◆ YOUR INSTRUCTIONS ◆
Reproduce the lines below with every occurrence of "green leaf" changed to "yellow leaf" and everything else left as it is. Omit the pictures from your answer.

(Labeling and segmentation lines)

##########

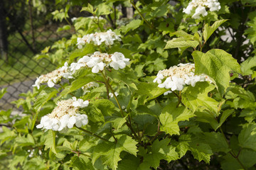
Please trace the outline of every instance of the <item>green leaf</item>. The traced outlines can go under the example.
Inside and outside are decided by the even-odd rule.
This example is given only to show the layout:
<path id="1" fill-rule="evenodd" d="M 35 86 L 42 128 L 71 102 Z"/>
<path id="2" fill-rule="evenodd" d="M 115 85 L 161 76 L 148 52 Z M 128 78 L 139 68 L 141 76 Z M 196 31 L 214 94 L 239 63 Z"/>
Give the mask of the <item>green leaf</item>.
<path id="1" fill-rule="evenodd" d="M 239 162 L 231 156 L 231 154 L 226 154 L 222 157 L 224 159 L 221 162 L 221 169 L 223 170 L 244 170 Z"/>
<path id="2" fill-rule="evenodd" d="M 223 23 L 228 20 L 220 20 L 215 21 L 211 26 L 209 27 L 208 24 L 206 23 L 203 28 L 203 37 L 205 42 L 210 37 L 214 31 Z"/>
<path id="3" fill-rule="evenodd" d="M 225 137 L 220 132 L 205 132 L 203 135 L 205 140 L 210 145 L 213 152 L 228 153 L 230 151 Z"/>
<path id="4" fill-rule="evenodd" d="M 256 164 L 256 159 L 252 159 L 255 157 L 256 157 L 256 152 L 247 149 L 242 149 L 238 156 L 239 160 L 247 168 Z"/>
<path id="5" fill-rule="evenodd" d="M 180 136 L 178 142 L 180 142 L 178 145 L 182 146 L 178 147 L 183 149 L 183 151 L 181 150 L 183 154 L 186 153 L 186 150 L 190 150 L 194 158 L 199 162 L 203 160 L 208 164 L 210 163 L 210 157 L 213 154 L 213 152 L 209 144 L 203 142 L 201 139 L 198 137 L 191 137 L 189 135 L 182 135 Z"/>
<path id="6" fill-rule="evenodd" d="M 31 135 L 28 134 L 26 137 L 17 137 L 15 141 L 19 144 L 20 146 L 33 146 L 35 141 Z"/>
<path id="7" fill-rule="evenodd" d="M 246 25 L 249 26 L 249 28 L 245 30 L 245 34 L 247 35 L 247 38 L 250 39 L 250 41 L 252 45 L 255 45 L 256 42 L 256 17 L 255 17 L 255 15 L 256 13 L 255 11 L 254 13 L 251 13 L 252 17 L 249 17 L 251 18 L 250 21 L 246 23 Z"/>
<path id="8" fill-rule="evenodd" d="M 188 120 L 193 117 L 193 112 L 184 106 L 176 108 L 175 105 L 168 105 L 159 115 L 162 125 L 161 130 L 172 135 L 179 135 L 178 122 Z"/>
<path id="9" fill-rule="evenodd" d="M 175 151 L 175 147 L 169 145 L 171 140 L 165 138 L 161 141 L 156 140 L 152 144 L 150 153 L 144 156 L 143 163 L 139 166 L 141 169 L 146 166 L 156 169 L 161 159 L 166 160 L 168 162 L 178 159 L 178 153 Z"/>
<path id="10" fill-rule="evenodd" d="M 4 142 L 14 139 L 16 135 L 14 130 L 11 130 L 5 126 L 2 126 L 3 132 L 0 133 L 0 145 L 1 145 Z"/>
<path id="11" fill-rule="evenodd" d="M 106 123 L 111 123 L 114 128 L 119 130 L 125 123 L 126 117 L 120 118 L 112 116 L 111 118 L 107 122 L 106 122 Z"/>
<path id="12" fill-rule="evenodd" d="M 177 30 L 174 33 L 171 33 L 171 35 L 175 35 L 178 37 L 182 37 L 182 38 L 187 38 L 189 40 L 193 40 L 193 36 L 192 35 L 188 34 L 187 33 L 186 33 L 183 30 Z"/>
<path id="13" fill-rule="evenodd" d="M 182 93 L 182 103 L 193 112 L 207 110 L 216 117 L 218 102 L 208 96 L 214 89 L 208 82 L 198 82 L 194 87 L 189 86 Z"/>
<path id="14" fill-rule="evenodd" d="M 42 90 L 41 92 L 38 96 L 38 98 L 36 100 L 34 108 L 37 112 L 40 111 L 41 108 L 53 97 L 54 97 L 58 91 L 55 88 L 47 87 L 45 89 Z"/>
<path id="15" fill-rule="evenodd" d="M 143 103 L 144 104 L 146 101 L 155 98 L 160 95 L 163 94 L 167 90 L 164 88 L 159 88 L 156 84 L 153 83 L 145 83 L 141 82 L 137 85 L 138 91 L 137 94 L 141 96 L 144 99 Z"/>
<path id="16" fill-rule="evenodd" d="M 122 151 L 137 156 L 137 144 L 134 140 L 127 135 L 117 139 L 117 143 L 100 143 L 93 150 L 92 163 L 100 157 L 104 164 L 108 165 L 111 169 L 117 169 L 118 162 L 121 160 L 119 155 Z"/>
<path id="17" fill-rule="evenodd" d="M 88 11 L 88 12 L 90 12 L 91 13 L 93 13 L 93 6 L 88 3 L 87 6 L 87 7 L 82 7 L 80 12 L 84 11 Z"/>
<path id="18" fill-rule="evenodd" d="M 139 19 L 132 20 L 129 23 L 120 28 L 120 30 L 127 34 L 130 30 L 135 30 L 143 24 L 143 21 Z"/>
<path id="19" fill-rule="evenodd" d="M 245 4 L 251 4 L 252 5 L 256 6 L 256 1 L 255 0 L 241 0 L 242 5 Z"/>
<path id="20" fill-rule="evenodd" d="M 89 76 L 84 76 L 81 78 L 78 78 L 78 79 L 73 81 L 70 86 L 65 87 L 64 90 L 61 91 L 60 96 L 58 96 L 58 99 L 62 96 L 65 96 L 65 95 L 71 93 L 82 86 L 85 86 L 86 84 L 90 83 L 91 81 L 94 81 L 95 79 L 92 77 Z"/>
<path id="21" fill-rule="evenodd" d="M 256 151 L 256 124 L 248 124 L 238 135 L 239 144 L 242 147 Z"/>
<path id="22" fill-rule="evenodd" d="M 241 71 L 242 75 L 252 74 L 255 71 L 252 69 L 256 67 L 256 56 L 249 57 L 247 60 L 241 63 Z"/>
<path id="23" fill-rule="evenodd" d="M 127 155 L 118 163 L 117 170 L 137 170 L 140 163 L 140 159 L 133 155 Z"/>
<path id="24" fill-rule="evenodd" d="M 233 70 L 240 73 L 236 60 L 223 50 L 210 50 L 206 53 L 194 51 L 192 55 L 195 60 L 196 74 L 206 74 L 213 78 L 222 96 L 229 86 L 229 72 Z"/>
<path id="25" fill-rule="evenodd" d="M 114 104 L 107 99 L 99 99 L 90 102 L 93 107 L 100 109 L 103 115 L 112 115 L 115 108 Z"/>
<path id="26" fill-rule="evenodd" d="M 70 166 L 75 167 L 75 169 L 84 169 L 86 167 L 86 163 L 80 157 L 74 156 L 71 159 Z"/>
<path id="27" fill-rule="evenodd" d="M 166 45 L 164 49 L 169 48 L 188 48 L 192 47 L 196 48 L 199 45 L 199 42 L 196 40 L 189 40 L 184 38 L 174 38 L 171 40 L 167 42 Z"/>
<path id="28" fill-rule="evenodd" d="M 209 123 L 214 130 L 216 130 L 218 128 L 219 123 L 212 113 L 209 111 L 196 111 L 195 112 L 195 115 L 196 115 L 196 121 Z"/>
<path id="29" fill-rule="evenodd" d="M 90 53 L 93 53 L 95 52 L 93 44 L 86 44 L 85 47 L 82 49 L 75 50 L 69 56 L 69 62 L 74 61 L 75 58 L 78 57 L 83 57 Z"/>
<path id="30" fill-rule="evenodd" d="M 57 154 L 55 149 L 55 135 L 56 132 L 49 130 L 46 135 L 46 141 L 44 142 L 45 150 L 50 148 L 50 151 L 53 152 L 55 154 Z"/>
<path id="31" fill-rule="evenodd" d="M 108 15 L 111 13 L 111 8 L 110 5 L 106 5 L 105 3 L 101 3 L 97 6 L 96 9 L 96 15 L 100 16 L 101 15 Z"/>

##########

◆ THE SOLUTION ◆
Please trace the outline of every instance of the <item>yellow leaf</item>. The traced outlines can go under the example.
Inside and outside are decided by the even-odd rule.
This example is given only to show the layout:
<path id="1" fill-rule="evenodd" d="M 35 86 L 42 128 L 71 102 Z"/>
<path id="2" fill-rule="evenodd" d="M 115 85 L 161 76 L 148 52 Z M 128 78 L 139 68 L 141 76 Z M 196 31 L 214 94 L 239 63 Z"/>
Give the mask of the <item>yellow leaf</item>.
<path id="1" fill-rule="evenodd" d="M 239 162 L 231 156 L 231 154 L 226 154 L 222 157 L 224 159 L 221 162 L 221 169 L 223 170 L 244 170 Z"/>
<path id="2" fill-rule="evenodd" d="M 223 23 L 228 20 L 220 20 L 215 21 L 211 26 L 209 27 L 208 24 L 206 23 L 203 28 L 203 37 L 205 42 L 210 37 L 214 31 Z"/>
<path id="3" fill-rule="evenodd" d="M 225 137 L 220 132 L 205 132 L 203 135 L 205 140 L 210 145 L 213 152 L 228 153 L 230 151 Z"/>
<path id="4" fill-rule="evenodd" d="M 256 164 L 256 159 L 252 159 L 255 157 L 256 157 L 256 152 L 247 149 L 242 149 L 238 156 L 239 160 L 247 168 Z"/>
<path id="5" fill-rule="evenodd" d="M 180 136 L 178 142 L 180 142 L 178 145 L 182 146 L 178 147 L 183 149 L 183 151 L 181 150 L 183 154 L 186 153 L 186 150 L 190 150 L 194 158 L 199 162 L 203 160 L 208 164 L 210 163 L 210 157 L 213 154 L 213 152 L 209 144 L 203 142 L 201 139 L 198 137 L 191 137 L 189 135 L 182 135 Z"/>
<path id="6" fill-rule="evenodd" d="M 31 135 L 28 134 L 26 137 L 17 137 L 15 141 L 19 144 L 20 146 L 33 146 L 35 141 Z"/>
<path id="7" fill-rule="evenodd" d="M 246 25 L 249 26 L 249 28 L 245 30 L 245 34 L 247 35 L 247 38 L 250 39 L 250 41 L 252 45 L 255 45 L 256 42 L 256 17 L 255 17 L 255 15 L 256 13 L 255 11 L 254 13 L 251 13 L 252 17 L 249 17 L 251 18 L 250 21 L 246 23 Z"/>
<path id="8" fill-rule="evenodd" d="M 188 120 L 193 117 L 193 112 L 184 106 L 176 108 L 175 105 L 168 105 L 159 115 L 162 125 L 161 130 L 172 135 L 179 135 L 178 122 Z"/>
<path id="9" fill-rule="evenodd" d="M 175 151 L 175 147 L 169 145 L 171 140 L 165 138 L 161 141 L 156 140 L 152 144 L 150 153 L 144 156 L 143 163 L 139 166 L 141 169 L 146 166 L 156 169 L 161 159 L 166 160 L 168 162 L 178 159 L 178 153 Z"/>
<path id="10" fill-rule="evenodd" d="M 4 142 L 14 139 L 16 135 L 14 130 L 11 130 L 5 126 L 2 126 L 3 132 L 0 133 L 0 145 L 1 145 Z"/>
<path id="11" fill-rule="evenodd" d="M 106 123 L 111 123 L 114 128 L 119 130 L 125 123 L 126 117 L 120 118 L 112 116 L 111 118 L 107 122 L 106 122 Z"/>
<path id="12" fill-rule="evenodd" d="M 177 30 L 174 33 L 171 33 L 171 35 L 175 35 L 178 37 L 182 37 L 182 38 L 187 38 L 189 40 L 193 40 L 193 36 L 192 35 L 188 34 L 187 33 L 186 33 L 183 30 Z"/>
<path id="13" fill-rule="evenodd" d="M 182 93 L 182 103 L 193 112 L 207 110 L 216 117 L 218 102 L 208 96 L 214 89 L 208 82 L 198 82 L 194 87 L 189 86 Z"/>
<path id="14" fill-rule="evenodd" d="M 42 90 L 41 92 L 38 96 L 38 98 L 36 100 L 34 108 L 37 112 L 40 111 L 41 108 L 53 97 L 54 97 L 58 91 L 55 88 L 47 87 L 45 89 Z"/>
<path id="15" fill-rule="evenodd" d="M 143 103 L 144 104 L 146 101 L 155 98 L 160 95 L 163 94 L 167 90 L 164 88 L 159 88 L 156 84 L 153 83 L 145 83 L 141 82 L 137 85 L 138 91 L 137 94 L 141 96 L 144 99 Z"/>
<path id="16" fill-rule="evenodd" d="M 122 151 L 137 156 L 137 144 L 134 140 L 127 135 L 117 139 L 117 143 L 100 143 L 93 150 L 92 163 L 100 157 L 104 164 L 108 165 L 111 169 L 117 169 L 118 162 L 121 160 L 119 155 Z"/>
<path id="17" fill-rule="evenodd" d="M 88 11 L 88 12 L 90 12 L 91 13 L 93 13 L 93 6 L 88 3 L 87 6 L 87 7 L 82 7 L 80 12 L 84 11 Z"/>
<path id="18" fill-rule="evenodd" d="M 139 19 L 132 20 L 129 23 L 120 28 L 120 30 L 127 34 L 130 30 L 135 30 L 143 24 L 143 21 Z"/>
<path id="19" fill-rule="evenodd" d="M 245 4 L 251 4 L 252 5 L 256 6 L 256 1 L 255 0 L 241 0 L 242 5 Z"/>
<path id="20" fill-rule="evenodd" d="M 89 76 L 84 76 L 81 78 L 78 78 L 78 79 L 73 81 L 70 86 L 65 87 L 64 90 L 61 91 L 60 96 L 58 96 L 58 99 L 62 96 L 65 96 L 65 95 L 71 93 L 82 86 L 85 86 L 86 84 L 90 83 L 91 81 L 94 81 L 95 79 L 92 77 Z"/>
<path id="21" fill-rule="evenodd" d="M 256 151 L 256 124 L 248 124 L 238 135 L 239 144 L 242 147 Z"/>
<path id="22" fill-rule="evenodd" d="M 241 71 L 242 75 L 252 74 L 255 71 L 252 69 L 256 67 L 256 56 L 249 57 L 247 60 L 241 63 Z"/>
<path id="23" fill-rule="evenodd" d="M 127 155 L 118 163 L 117 170 L 137 170 L 140 163 L 140 159 L 133 155 Z"/>
<path id="24" fill-rule="evenodd" d="M 233 70 L 240 73 L 236 60 L 223 50 L 210 50 L 206 53 L 194 51 L 192 55 L 195 60 L 196 74 L 206 74 L 213 78 L 222 96 L 229 86 L 229 72 Z"/>
<path id="25" fill-rule="evenodd" d="M 114 104 L 107 99 L 99 99 L 90 102 L 93 107 L 100 109 L 103 115 L 112 115 L 115 108 Z"/>
<path id="26" fill-rule="evenodd" d="M 70 166 L 75 167 L 75 169 L 84 169 L 86 167 L 86 163 L 80 157 L 74 156 L 71 159 Z"/>
<path id="27" fill-rule="evenodd" d="M 166 45 L 164 49 L 169 48 L 188 48 L 192 47 L 196 48 L 199 45 L 199 42 L 196 40 L 189 40 L 184 38 L 174 38 L 171 40 L 167 42 Z"/>
<path id="28" fill-rule="evenodd" d="M 209 123 L 214 130 L 216 130 L 218 128 L 219 123 L 212 113 L 209 111 L 196 111 L 195 112 L 195 115 L 196 115 L 196 121 Z"/>
<path id="29" fill-rule="evenodd" d="M 90 53 L 93 53 L 95 52 L 93 44 L 86 44 L 85 47 L 82 49 L 75 50 L 69 56 L 69 62 L 74 61 L 75 58 L 78 57 L 83 57 Z"/>
<path id="30" fill-rule="evenodd" d="M 57 154 L 55 149 L 55 135 L 56 132 L 49 130 L 46 135 L 46 141 L 44 142 L 45 150 L 50 148 L 50 151 L 53 152 L 55 154 Z"/>
<path id="31" fill-rule="evenodd" d="M 108 15 L 111 13 L 111 8 L 110 5 L 106 5 L 105 3 L 101 3 L 97 6 L 96 9 L 96 15 L 100 16 L 101 15 Z"/>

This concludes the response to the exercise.